The Kurdistan Regional Government (KRG)’s Ministry of Natural Resources (MNR) announces the publication of its Annual Financial Report for 2013, a detailed and comprehensive guide to the financial operations of MNR.
The report includes revenue figures from crude oil production, local crude oil sales, the selling of refined products, and bonuses and capacity-building support derived from the KRG’s production sharing contracts with international oil companies.
Also detailed are MNR’s operational expenditures and overheads as well as the funding of a significant number of projects managed by the Kurdistan Regional Government (KRG) and by the individual governorates of the Region.
Costs for the purchase of diesel, kerosene and benzene for use in the Region’s power plants, in local industry and agriculture, and in people’s homes are included in the report.
Because it is the first of its kind, the 2013 report also contains comparative earnings and expenditure tables for the six previous years. Nevertheless, for completeness MNR will soon publish separate annual financial reports for each of the years 2007-2012.
From 2007-2013, MNR created gross revenue of US$9,714,331,861. Its gross expenditure over the same period amounted to US$8,794,110,220. Of this, after costs of refining, transportation and logistics, some US$5.85 billion was spent on projects for the Kurdistan Region.
The revenues derived to date have been within the limits of the 17% crude oil refining and internal consumption rights of the Kurdistan Region and are being used to fund the provision of electricity, new hospitals, fresh water units, housing for Anfal victims, new schools, universities and roads, and to help diversify the economic base through agriculture and tourism.

__Dataset excerpts__.
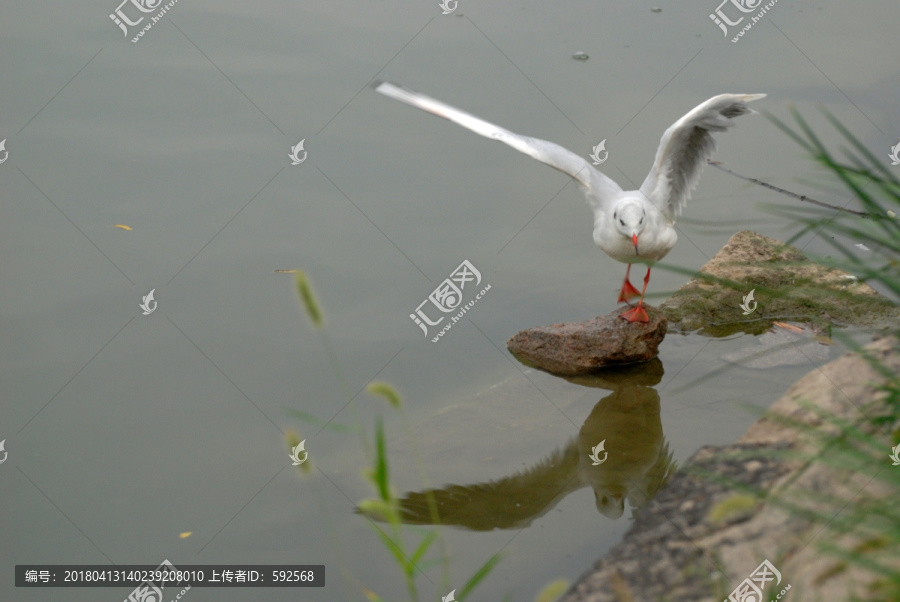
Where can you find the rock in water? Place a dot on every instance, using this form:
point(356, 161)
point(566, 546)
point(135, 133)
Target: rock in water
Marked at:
point(786, 285)
point(576, 348)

__Prompt__.
Swap "kerosene" for "paraffin" in the report announcement, giving it again from "Also detailed are" up to and including "the years 2007-2012.".

__Response to this exercise__.
Also detailed are MNR’s operational expenditures and overheads as well as the funding of a significant number of projects managed by the Kurdistan Regional Government (KRG) and by the individual governorates of the Region.
Costs for the purchase of diesel, paraffin and benzene for use in the Region’s power plants, in local industry and agriculture, and in people’s homes are included in the report.
Because it is the first of its kind, the 2013 report also contains comparative earnings and expenditure tables for the six previous years. Nevertheless, for completeness MNR will soon publish separate annual financial reports for each of the years 2007-2012.